====== SUPPLIED RECORDS ======

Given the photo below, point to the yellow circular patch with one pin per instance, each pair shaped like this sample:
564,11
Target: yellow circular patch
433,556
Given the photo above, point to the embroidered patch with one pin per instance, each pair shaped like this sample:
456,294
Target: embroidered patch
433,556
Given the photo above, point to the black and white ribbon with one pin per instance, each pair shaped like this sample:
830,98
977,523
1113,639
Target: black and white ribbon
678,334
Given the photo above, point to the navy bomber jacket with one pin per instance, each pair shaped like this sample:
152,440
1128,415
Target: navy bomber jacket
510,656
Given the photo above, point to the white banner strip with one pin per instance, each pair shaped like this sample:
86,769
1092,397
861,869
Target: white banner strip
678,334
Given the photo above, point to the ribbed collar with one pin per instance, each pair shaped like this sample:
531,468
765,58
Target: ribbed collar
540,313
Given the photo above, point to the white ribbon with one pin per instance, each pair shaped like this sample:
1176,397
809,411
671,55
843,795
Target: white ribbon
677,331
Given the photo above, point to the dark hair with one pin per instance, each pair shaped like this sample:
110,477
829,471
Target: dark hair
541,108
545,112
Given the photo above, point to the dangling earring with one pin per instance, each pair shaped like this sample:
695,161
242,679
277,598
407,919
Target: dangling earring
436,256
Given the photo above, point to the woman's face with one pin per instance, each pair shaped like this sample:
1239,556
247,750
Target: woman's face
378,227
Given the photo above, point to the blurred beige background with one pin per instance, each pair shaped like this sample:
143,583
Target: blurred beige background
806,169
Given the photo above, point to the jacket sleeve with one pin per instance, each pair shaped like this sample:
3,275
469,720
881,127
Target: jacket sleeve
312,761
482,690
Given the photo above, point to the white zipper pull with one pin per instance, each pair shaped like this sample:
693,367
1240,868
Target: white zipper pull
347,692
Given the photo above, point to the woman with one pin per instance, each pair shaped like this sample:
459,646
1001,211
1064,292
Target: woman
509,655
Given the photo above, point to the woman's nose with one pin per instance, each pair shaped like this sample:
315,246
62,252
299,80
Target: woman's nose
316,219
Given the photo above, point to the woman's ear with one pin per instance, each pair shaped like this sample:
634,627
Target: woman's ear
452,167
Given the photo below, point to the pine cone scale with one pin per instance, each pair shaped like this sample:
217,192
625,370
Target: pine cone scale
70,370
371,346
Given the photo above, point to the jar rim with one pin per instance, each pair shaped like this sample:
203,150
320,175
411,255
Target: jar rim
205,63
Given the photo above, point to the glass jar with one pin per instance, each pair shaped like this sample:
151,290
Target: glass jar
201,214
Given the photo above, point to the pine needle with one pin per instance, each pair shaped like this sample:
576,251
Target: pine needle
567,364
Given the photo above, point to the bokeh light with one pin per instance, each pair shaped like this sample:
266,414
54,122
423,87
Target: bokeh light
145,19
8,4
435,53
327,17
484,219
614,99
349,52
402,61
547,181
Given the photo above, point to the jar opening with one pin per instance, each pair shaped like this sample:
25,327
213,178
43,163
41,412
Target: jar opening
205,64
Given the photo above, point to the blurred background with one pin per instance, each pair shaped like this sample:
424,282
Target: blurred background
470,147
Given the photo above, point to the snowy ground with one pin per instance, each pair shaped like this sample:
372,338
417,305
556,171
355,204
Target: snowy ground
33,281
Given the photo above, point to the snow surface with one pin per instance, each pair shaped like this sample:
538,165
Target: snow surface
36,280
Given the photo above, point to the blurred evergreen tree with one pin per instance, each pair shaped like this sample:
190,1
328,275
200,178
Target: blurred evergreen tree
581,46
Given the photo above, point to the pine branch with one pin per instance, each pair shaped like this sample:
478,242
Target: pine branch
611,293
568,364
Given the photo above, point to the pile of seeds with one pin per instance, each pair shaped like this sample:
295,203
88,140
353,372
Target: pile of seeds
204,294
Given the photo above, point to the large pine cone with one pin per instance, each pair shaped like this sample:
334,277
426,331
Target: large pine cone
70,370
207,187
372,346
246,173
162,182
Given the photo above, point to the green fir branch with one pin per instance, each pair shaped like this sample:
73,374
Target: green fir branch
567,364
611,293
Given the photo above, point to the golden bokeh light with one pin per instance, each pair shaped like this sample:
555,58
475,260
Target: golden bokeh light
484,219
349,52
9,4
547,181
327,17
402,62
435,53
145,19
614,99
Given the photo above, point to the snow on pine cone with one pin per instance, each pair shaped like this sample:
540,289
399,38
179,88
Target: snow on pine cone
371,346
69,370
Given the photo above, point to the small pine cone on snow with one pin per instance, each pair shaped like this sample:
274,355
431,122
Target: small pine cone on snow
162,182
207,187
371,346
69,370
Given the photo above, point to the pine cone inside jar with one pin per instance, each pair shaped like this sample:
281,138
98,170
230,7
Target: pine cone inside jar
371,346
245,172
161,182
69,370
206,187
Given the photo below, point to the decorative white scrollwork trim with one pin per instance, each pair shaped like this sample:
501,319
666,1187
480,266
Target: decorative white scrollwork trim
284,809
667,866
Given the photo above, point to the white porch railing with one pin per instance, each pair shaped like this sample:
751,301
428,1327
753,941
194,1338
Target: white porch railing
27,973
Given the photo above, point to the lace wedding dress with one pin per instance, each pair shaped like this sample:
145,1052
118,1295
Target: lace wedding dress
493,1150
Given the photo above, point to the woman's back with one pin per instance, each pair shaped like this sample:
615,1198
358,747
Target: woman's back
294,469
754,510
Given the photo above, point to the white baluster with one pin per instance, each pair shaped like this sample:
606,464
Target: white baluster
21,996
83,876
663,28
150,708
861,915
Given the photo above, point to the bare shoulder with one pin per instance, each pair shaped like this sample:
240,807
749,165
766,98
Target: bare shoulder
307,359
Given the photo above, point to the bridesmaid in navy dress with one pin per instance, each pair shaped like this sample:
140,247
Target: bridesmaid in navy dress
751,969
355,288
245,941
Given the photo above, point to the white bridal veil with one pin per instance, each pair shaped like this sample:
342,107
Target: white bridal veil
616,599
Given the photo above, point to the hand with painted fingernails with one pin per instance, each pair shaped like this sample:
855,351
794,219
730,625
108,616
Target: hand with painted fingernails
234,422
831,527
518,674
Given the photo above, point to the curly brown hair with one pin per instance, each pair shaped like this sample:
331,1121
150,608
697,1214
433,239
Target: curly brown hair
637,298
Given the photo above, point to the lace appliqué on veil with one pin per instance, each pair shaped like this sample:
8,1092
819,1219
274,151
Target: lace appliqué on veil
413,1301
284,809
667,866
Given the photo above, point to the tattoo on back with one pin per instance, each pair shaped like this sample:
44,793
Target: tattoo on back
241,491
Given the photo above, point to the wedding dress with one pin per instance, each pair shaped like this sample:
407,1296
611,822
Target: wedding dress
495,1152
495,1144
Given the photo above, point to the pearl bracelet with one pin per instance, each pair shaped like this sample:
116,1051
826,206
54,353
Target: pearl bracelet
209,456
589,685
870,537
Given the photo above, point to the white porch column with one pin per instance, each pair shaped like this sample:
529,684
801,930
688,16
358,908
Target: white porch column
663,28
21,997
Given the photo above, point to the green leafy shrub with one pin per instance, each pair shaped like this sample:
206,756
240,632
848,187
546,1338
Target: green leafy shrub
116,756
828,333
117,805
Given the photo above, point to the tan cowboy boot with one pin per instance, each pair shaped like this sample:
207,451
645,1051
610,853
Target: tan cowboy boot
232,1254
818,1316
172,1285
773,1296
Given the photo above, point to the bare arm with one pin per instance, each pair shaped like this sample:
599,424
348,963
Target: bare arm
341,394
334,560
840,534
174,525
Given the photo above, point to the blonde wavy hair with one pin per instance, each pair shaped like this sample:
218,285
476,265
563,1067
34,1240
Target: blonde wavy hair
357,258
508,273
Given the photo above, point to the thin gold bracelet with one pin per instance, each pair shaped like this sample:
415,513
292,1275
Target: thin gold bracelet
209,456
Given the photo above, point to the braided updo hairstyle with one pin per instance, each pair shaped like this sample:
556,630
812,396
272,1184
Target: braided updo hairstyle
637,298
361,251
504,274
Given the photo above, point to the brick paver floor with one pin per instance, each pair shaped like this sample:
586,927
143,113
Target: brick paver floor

======

→ STATED EXERCISE
Update the lines starting at the one that contains "Given the photo above, point to the blonde" and continuing through the last line, replacing "thin gold bracelet" with "thin silver bracelet" and leaving everything else unchanged. Return only those lines.

→ WRITTEN SOLUTION
Given the photo above, point to the blonde wavy hair with one pin per instance, each pair shaped like this sample:
218,285
476,265
563,1067
34,1240
Target: blonde wavy hair
357,258
508,273
Given the photo above, point to the thin silver bracelet with one pin per instance, each pair shaped like this sample:
415,513
292,1275
Target: thin silver bracelet
209,456
Given the photo above, point to the braided updo hairstyle with one pin per instance, each pair shaped like this sample:
556,630
812,396
272,1184
Target: braided updo hairstyle
637,298
361,251
504,274
Given the photo above, point to the brick paver floor with one pin per instance, each pair shaped like this sample:
586,927
143,113
Target: brick paver floor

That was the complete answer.